### THE TASK
Please return the lines of the records below exactly as they appear, leaving out the pictures.

### Photo object pointing records
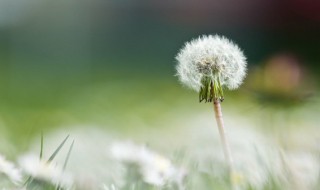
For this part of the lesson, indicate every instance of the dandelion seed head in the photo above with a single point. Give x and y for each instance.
(214, 57)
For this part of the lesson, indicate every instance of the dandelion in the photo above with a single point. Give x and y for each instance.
(207, 65)
(8, 169)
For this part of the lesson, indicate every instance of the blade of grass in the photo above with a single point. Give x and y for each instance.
(68, 155)
(41, 146)
(57, 150)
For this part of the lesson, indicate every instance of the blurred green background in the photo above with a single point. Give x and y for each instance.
(111, 63)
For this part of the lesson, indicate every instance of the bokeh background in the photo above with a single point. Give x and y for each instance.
(110, 65)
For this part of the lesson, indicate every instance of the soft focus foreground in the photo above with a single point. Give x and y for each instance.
(103, 73)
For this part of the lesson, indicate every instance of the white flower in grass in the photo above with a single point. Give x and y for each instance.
(47, 171)
(210, 63)
(7, 168)
(154, 168)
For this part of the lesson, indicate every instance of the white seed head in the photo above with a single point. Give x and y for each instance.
(211, 56)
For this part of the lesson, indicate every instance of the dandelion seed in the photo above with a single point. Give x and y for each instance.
(208, 64)
(8, 169)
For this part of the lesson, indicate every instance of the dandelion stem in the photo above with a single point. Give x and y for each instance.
(223, 135)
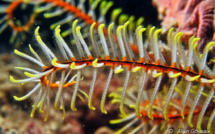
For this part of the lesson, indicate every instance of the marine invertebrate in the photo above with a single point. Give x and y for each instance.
(121, 60)
(69, 10)
(144, 124)
(192, 17)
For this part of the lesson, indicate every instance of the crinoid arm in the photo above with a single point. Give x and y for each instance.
(174, 78)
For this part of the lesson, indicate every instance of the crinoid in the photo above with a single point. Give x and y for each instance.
(161, 123)
(65, 12)
(118, 58)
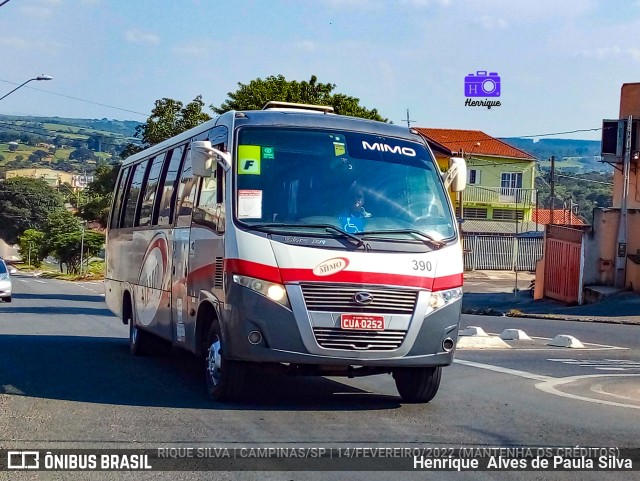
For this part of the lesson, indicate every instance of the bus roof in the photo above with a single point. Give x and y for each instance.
(283, 118)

### REPLY TO THE TASK
For this part of the lesson, indicate every instance of the dandelion seed head in the photo above with a single point. Give x and y for each instance.
(214, 57)
For this part of the lesson, indicate every instance of the dandelion in the photo above with a single point. Give x and y for each instance.
(207, 65)
(8, 169)
For this part of the lesson, indicate every instance of the blade of grass in the photo above with a single point. Give x and y for each instance.
(68, 155)
(41, 146)
(57, 150)
For this part of the lesson, indicate every instance of the blurred green background in the photo above with a single point. Give x and y for each instance.
(111, 63)
For this part of the lesson, indicate every instance of the bokeh background in the photo above with a single point. Give x and y for each instance.
(110, 65)
For this part of the lesson, indicate every instance of the soft focus foreground in the photo above with a single point. Give x and y for each instance.
(103, 73)
For this part of the lesson, indicate every instance of the white flower in grass in the photo above with a single point. Give x and y for each instance.
(47, 171)
(210, 63)
(7, 168)
(154, 168)
For this part of the lesson, indicate every instance of the white seed head in the photo above with a single point. Give x and y for each instance.
(211, 56)
For this part of the lesson, indicate every instance of the dandelion seed in the photo above with a single point. Give x and y for each instance.
(208, 64)
(8, 169)
For this part of the lesson, indicate every instance of the dandelion stem in the photo above with a single point. Give x and y for each instance.
(223, 135)
For this part of the lesson, indicate every instance of the marine invertebrate in the photo above with a single point. Give x and y for each instance.
(121, 60)
(69, 10)
(144, 124)
(192, 17)
For this part of the lesson, indicate every instance of the crinoid arm in the photo above with a single point. Give x and y for each instance.
(174, 78)
For this part of the lesson, indicate every instance of the crinoid in the photo above with a single point. Give x and y for each instance.
(161, 123)
(65, 12)
(118, 58)
For this part of the lesson, indicate every instance of the bus roof in the photo above with a single point. Give x and y for each instance.
(283, 118)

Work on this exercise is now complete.